▶ _Task_: Reproduce the following material in full, line for line, with no alterations.

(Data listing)
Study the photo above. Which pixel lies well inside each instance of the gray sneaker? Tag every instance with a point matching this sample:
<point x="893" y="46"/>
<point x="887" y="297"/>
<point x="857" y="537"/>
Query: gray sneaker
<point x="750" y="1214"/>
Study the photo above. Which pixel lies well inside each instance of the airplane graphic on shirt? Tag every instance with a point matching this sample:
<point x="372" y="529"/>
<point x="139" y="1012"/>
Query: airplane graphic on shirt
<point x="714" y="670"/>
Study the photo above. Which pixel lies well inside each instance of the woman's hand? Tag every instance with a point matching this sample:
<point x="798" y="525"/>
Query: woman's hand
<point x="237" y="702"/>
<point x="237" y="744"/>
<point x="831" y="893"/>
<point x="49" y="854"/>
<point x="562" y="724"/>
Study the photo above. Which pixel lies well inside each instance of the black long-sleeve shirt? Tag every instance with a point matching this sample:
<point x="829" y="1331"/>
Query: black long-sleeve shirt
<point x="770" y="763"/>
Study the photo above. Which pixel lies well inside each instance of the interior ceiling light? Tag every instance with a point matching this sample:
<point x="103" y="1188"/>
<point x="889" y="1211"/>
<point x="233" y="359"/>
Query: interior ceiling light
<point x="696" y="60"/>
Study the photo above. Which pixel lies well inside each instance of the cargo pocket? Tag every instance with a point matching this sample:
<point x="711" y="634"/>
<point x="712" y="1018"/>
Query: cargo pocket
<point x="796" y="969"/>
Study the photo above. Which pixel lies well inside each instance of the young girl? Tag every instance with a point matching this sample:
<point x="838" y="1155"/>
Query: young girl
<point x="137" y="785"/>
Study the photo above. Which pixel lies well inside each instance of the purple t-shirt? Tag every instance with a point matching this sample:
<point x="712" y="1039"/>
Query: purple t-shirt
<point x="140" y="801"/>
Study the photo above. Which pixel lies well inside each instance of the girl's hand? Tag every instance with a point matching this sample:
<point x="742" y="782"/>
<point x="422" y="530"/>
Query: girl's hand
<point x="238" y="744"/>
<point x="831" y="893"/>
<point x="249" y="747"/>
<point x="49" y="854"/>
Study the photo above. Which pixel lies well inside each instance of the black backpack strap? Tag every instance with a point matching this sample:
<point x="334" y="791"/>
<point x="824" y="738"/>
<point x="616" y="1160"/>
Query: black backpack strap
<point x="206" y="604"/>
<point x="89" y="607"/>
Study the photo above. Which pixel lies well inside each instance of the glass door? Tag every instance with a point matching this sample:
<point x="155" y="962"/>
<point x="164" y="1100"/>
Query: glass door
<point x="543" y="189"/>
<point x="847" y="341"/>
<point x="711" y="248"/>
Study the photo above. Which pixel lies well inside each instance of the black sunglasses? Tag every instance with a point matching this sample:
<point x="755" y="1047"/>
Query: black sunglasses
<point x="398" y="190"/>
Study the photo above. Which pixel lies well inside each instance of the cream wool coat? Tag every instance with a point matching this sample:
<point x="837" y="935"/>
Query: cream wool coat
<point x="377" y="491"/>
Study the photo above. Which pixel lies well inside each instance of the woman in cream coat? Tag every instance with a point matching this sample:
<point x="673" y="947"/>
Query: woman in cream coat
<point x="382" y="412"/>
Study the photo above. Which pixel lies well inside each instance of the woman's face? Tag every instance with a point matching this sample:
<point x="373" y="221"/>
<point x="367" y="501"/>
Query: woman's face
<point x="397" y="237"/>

▶ _The completed task_:
Study the photo above. Which pixel lies well inside each instance of the gray sneaker? Tag every instance with a point matching this sample:
<point x="893" y="46"/>
<point x="887" y="297"/>
<point x="857" y="537"/>
Query: gray sneaker
<point x="750" y="1214"/>
Study the photo above. Which pixel lies well inside each instance of the airplane graphic on shirt? Tag every instance with a point matching this sample:
<point x="372" y="529"/>
<point x="139" y="1012"/>
Query: airplane graphic on shirt
<point x="714" y="670"/>
Study the photo above. Which pixel lies well inside each instance of the woman's hand? Tag every instance with a point matching this sample:
<point x="798" y="525"/>
Query: woman's hand
<point x="237" y="702"/>
<point x="237" y="744"/>
<point x="831" y="893"/>
<point x="49" y="854"/>
<point x="562" y="724"/>
Study the photo above. Which pixel lies well inside each instance of the black long-sleeve shirt? Tag every instance with a point matching this sample:
<point x="829" y="1331"/>
Query: black long-sleeve shirt
<point x="770" y="763"/>
Study the photo above. Which pixel lies well inside each instance of the interior ceiling light? Tag every instance with a point matching this sample:
<point x="103" y="1188"/>
<point x="889" y="1211"/>
<point x="233" y="359"/>
Query: interior ceiling light
<point x="696" y="60"/>
Study the photo above. Which pixel lies well inside each instance of the cargo pocket? Tag every instance with a point matching this sample:
<point x="711" y="634"/>
<point x="712" y="1018"/>
Query: cargo pocket
<point x="796" y="969"/>
Study the photo above. Which pixel lies well inside each instance of the young girl? Tag every instance with a point matching this sample:
<point x="838" y="1155"/>
Query: young girl
<point x="137" y="785"/>
Study the photo above. Which pixel lies well inside each instance of the purple t-shirt? Tag every instance with a point matching this sample:
<point x="712" y="1039"/>
Query: purple t-shirt
<point x="140" y="801"/>
Study the photo above. Which pixel lies well inside each instance of the girl's hand? Tag every instance with a point matching this sample:
<point x="742" y="782"/>
<point x="422" y="530"/>
Query: girl's hand
<point x="238" y="744"/>
<point x="831" y="893"/>
<point x="249" y="747"/>
<point x="49" y="854"/>
Study the photo above. Which pixel lies well inside each instance of the black backpack strap? Tag every instance with a point matching this sample:
<point x="334" y="791"/>
<point x="824" y="738"/>
<point x="616" y="1160"/>
Query: black backpack strap
<point x="206" y="604"/>
<point x="89" y="607"/>
Study the photo above. Which pixel lies well inside each instance of the glass door? Tag every instance with a point matching this sample:
<point x="155" y="962"/>
<point x="164" y="1100"/>
Query: glass door
<point x="543" y="189"/>
<point x="847" y="341"/>
<point x="711" y="248"/>
Study the photo above. Which pixel lies well inside each instance of the black sunglasses? Tag every instance with a point matching this sample:
<point x="755" y="1047"/>
Query: black sunglasses
<point x="398" y="190"/>
Study the photo above. Which pixel lies well inside each instance of the cream wool coat? Tag every instance with a point matching this sample:
<point x="837" y="935"/>
Query: cream wool coat
<point x="377" y="491"/>
Study the photo above. Which pixel lies well inside each instance of the woman in cream coat? Tag every instance with a point matching this sample:
<point x="673" y="947"/>
Query: woman in cream coat
<point x="382" y="412"/>
Study the photo above. Which pixel lies well inside each instance of the woman's face? Tag every instance with a point matching this sample:
<point x="373" y="221"/>
<point x="367" y="501"/>
Query: woman's face
<point x="397" y="237"/>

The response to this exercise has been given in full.